---------- Data for the task ----------

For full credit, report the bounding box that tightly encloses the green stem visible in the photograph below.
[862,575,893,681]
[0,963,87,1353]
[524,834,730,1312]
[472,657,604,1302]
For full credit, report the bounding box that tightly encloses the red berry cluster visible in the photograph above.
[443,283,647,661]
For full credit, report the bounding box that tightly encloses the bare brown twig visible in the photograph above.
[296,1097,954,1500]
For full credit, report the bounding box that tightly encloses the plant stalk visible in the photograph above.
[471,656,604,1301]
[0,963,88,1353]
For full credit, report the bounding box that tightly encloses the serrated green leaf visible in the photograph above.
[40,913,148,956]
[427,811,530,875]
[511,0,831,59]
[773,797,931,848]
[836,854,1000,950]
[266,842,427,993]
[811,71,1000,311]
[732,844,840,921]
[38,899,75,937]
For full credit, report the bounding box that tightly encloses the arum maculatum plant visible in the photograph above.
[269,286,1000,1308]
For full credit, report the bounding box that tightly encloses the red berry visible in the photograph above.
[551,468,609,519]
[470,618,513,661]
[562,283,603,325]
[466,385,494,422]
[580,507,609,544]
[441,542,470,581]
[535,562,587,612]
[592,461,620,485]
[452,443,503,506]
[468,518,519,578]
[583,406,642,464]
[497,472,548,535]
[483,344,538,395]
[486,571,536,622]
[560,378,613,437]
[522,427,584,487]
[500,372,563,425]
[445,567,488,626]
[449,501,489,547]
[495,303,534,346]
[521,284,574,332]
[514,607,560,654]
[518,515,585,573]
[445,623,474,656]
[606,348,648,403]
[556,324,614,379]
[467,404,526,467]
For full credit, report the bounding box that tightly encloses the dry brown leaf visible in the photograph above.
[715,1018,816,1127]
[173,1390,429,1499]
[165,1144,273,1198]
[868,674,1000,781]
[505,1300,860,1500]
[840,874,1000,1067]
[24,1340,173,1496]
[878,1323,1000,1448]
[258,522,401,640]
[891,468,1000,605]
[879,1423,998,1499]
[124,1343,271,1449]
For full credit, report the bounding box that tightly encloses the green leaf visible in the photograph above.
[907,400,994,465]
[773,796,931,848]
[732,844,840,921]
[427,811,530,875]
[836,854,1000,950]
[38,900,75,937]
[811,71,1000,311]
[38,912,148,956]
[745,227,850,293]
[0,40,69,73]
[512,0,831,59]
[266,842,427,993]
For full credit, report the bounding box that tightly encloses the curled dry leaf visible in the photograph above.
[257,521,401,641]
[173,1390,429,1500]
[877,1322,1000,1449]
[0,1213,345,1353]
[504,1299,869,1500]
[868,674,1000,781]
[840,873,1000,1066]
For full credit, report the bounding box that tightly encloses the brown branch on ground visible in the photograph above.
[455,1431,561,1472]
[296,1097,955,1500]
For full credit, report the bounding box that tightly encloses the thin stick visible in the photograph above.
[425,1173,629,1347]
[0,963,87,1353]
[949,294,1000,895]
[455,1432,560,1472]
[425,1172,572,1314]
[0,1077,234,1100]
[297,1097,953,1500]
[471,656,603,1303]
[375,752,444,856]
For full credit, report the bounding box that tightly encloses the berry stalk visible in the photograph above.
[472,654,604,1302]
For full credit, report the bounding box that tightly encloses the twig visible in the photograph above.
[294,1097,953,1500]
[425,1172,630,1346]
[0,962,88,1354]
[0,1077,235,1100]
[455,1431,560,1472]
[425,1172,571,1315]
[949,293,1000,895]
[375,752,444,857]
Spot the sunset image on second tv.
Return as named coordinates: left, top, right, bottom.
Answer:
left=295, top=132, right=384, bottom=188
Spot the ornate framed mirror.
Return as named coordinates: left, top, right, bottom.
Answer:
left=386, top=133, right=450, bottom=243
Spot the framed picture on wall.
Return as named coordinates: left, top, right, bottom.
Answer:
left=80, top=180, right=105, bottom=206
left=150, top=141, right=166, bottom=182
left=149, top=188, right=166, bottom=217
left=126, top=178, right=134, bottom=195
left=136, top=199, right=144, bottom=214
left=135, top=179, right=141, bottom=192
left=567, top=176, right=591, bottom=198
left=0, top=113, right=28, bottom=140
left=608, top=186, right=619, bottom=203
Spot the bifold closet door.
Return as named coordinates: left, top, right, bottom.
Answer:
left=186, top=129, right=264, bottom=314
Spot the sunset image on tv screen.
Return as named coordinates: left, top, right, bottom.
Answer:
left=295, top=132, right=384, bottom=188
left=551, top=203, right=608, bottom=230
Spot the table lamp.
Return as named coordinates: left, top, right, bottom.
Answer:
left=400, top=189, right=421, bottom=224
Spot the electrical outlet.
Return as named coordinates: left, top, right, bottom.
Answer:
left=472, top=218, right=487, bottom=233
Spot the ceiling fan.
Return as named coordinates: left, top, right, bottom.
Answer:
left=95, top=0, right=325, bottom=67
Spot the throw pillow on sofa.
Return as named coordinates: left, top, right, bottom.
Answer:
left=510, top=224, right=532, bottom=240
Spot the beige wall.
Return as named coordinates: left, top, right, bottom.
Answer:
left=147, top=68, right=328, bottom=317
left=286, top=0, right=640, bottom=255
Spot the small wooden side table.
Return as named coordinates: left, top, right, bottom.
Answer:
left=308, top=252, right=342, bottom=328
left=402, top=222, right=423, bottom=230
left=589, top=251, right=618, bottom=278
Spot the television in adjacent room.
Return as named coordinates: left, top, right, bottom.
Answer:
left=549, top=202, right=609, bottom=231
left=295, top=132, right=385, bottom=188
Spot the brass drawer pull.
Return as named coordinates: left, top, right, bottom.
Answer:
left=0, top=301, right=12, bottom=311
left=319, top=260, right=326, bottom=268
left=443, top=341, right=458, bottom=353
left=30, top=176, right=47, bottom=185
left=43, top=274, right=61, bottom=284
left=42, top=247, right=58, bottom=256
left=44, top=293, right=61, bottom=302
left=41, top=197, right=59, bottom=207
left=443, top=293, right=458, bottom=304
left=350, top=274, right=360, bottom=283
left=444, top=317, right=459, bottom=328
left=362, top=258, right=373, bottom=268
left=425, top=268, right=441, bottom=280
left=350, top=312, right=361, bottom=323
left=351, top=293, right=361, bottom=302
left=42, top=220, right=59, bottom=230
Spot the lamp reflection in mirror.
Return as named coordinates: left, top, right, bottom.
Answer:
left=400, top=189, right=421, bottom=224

----------

● **Exercise instructions**
Return every line from the entries that holds the string "sunset".

● **Answer space**
Spot the sunset image on second tv.
Spot the sunset image on tv screen.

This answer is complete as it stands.